● EXERCISE AIM: Extract all data as written.

(Stored dataset items)

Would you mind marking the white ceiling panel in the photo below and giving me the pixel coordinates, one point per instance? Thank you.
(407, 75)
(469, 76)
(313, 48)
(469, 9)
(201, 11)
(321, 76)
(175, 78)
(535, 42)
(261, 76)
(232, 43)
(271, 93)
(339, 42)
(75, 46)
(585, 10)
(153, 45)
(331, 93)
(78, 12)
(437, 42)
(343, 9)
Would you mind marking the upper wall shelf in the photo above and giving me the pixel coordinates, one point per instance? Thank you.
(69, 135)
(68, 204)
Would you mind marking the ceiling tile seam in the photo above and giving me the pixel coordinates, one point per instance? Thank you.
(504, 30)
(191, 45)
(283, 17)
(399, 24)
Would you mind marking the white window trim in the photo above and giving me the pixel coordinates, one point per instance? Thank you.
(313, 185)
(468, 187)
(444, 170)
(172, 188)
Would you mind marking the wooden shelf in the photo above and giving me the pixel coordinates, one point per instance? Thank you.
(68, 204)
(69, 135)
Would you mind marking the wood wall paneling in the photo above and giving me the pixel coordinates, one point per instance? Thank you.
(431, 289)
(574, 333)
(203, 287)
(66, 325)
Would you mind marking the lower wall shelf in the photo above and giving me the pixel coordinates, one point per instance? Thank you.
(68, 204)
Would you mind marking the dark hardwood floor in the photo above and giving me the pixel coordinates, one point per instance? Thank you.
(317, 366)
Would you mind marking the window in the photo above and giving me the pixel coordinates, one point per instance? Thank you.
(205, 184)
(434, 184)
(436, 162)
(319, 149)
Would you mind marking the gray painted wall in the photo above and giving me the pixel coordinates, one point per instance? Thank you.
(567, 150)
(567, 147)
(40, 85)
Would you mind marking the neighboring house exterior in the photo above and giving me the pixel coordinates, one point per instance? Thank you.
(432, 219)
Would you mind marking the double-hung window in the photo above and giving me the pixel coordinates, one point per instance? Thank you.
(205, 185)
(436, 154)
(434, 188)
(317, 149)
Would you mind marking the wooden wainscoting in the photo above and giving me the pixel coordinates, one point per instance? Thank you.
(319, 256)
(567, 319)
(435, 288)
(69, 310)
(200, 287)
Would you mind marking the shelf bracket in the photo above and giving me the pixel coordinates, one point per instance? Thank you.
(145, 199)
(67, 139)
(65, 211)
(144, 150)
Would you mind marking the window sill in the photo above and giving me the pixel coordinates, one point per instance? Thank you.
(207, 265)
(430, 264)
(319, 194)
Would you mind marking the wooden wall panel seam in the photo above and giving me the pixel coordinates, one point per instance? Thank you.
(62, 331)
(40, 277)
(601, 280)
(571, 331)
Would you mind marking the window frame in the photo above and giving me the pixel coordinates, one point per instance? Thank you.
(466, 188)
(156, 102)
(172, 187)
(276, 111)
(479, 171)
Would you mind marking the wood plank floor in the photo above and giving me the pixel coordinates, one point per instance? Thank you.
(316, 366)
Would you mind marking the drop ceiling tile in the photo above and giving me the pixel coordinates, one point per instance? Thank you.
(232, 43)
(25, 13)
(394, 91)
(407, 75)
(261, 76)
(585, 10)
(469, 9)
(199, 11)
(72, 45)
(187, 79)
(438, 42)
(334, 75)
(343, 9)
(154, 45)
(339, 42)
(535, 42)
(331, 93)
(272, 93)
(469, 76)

● SOLUTION:
Would you mind marking the white ceiling panel in the photo below and giving me the pixel coordinates, one point per instance? Thank you.
(407, 75)
(469, 76)
(313, 48)
(469, 9)
(201, 11)
(321, 76)
(175, 78)
(535, 42)
(261, 76)
(232, 43)
(271, 93)
(339, 42)
(75, 46)
(585, 10)
(153, 45)
(331, 93)
(78, 12)
(437, 42)
(343, 9)
Would you mind marking the upper wall shelf in the photo above and giving me the pixel coordinates, one point per instance? Thank you.
(69, 135)
(68, 204)
Would you mind marking the ceiling tile seam in the photo above and giving me the pixel coordinates, one point per instance? Thank you.
(504, 30)
(191, 45)
(283, 17)
(399, 24)
Would you mind marking the white window trim in the photo above and giving me the pixel coordinates, one point per instance? Thank you.
(313, 185)
(468, 187)
(444, 170)
(172, 188)
Would you mind marking the wooden shelf in the photo above and giving me the pixel coordinates, one point per instance? Thank you.
(68, 204)
(69, 135)
Would you mind marking the wood wall paneling in the photo above and giving me the pixel coordinates, one point per instance? Thank you.
(431, 289)
(574, 333)
(203, 287)
(66, 325)
Would you mind marking the lower wall shelf in the photo above and giving me the pixel coordinates, one point per instance? Thank you.
(68, 204)
Would you mind marking the dark hardwood floor in the photo above and giving me the pixel coordinates, one point per instance? Thank you.
(317, 366)
Would you mind marking the window in the photo above and giving me the pixel coordinates, one point per instance? Thank you.
(205, 184)
(434, 184)
(436, 162)
(319, 149)
Would you mind marking the gray painted wall in the photo above and giving me the pixel coordinates, one point per instance? Thank you.
(567, 150)
(567, 147)
(40, 85)
Would you mind marking the neighboring house exterior in the photo above and giving me the pixel coordinates, one point per instance? Thank you.
(432, 219)
Would you mind marking the double-hung window in the photo above and giving me the pixel coordinates, one point per instance? Thank you.
(205, 185)
(436, 154)
(434, 188)
(317, 149)
Would you mind marking the wooden wainscoting in the photo above and giving me the pixel coordinates, one point per instance? Thank you.
(319, 256)
(567, 319)
(435, 288)
(69, 310)
(200, 287)
Would you mind marking the shelf bracket in the photo above and giving me the pixel coordinates, one point per instance? Thank you.
(145, 199)
(67, 139)
(65, 211)
(144, 150)
Would you mind marking the window sill in the photo above and giving me the pixel coordinates, one point per instance? Thank you.
(207, 265)
(430, 264)
(319, 194)
Would you mind marking the wooden wall panel seam in the photo above and giving me the pixel coordinates, one point per instance? Thank you.
(62, 331)
(40, 277)
(601, 280)
(571, 331)
Would you mind marking the window frame in the photo above and giving me the pixel coordinates, one point per instance? Thank you.
(466, 188)
(156, 102)
(172, 187)
(276, 111)
(479, 171)
Would you mind marking the wood plank floor in the photo above and giving me the pixel coordinates, one point per instance? Thank you.
(316, 366)
Would you mind marking the drop ceiling tile in the photo above and giving me the pixel coordinates, one point per instance? Thank you.
(232, 43)
(25, 13)
(394, 91)
(407, 75)
(261, 76)
(585, 10)
(469, 9)
(199, 11)
(72, 45)
(187, 79)
(438, 42)
(334, 75)
(343, 9)
(154, 45)
(339, 42)
(535, 42)
(331, 93)
(272, 93)
(469, 76)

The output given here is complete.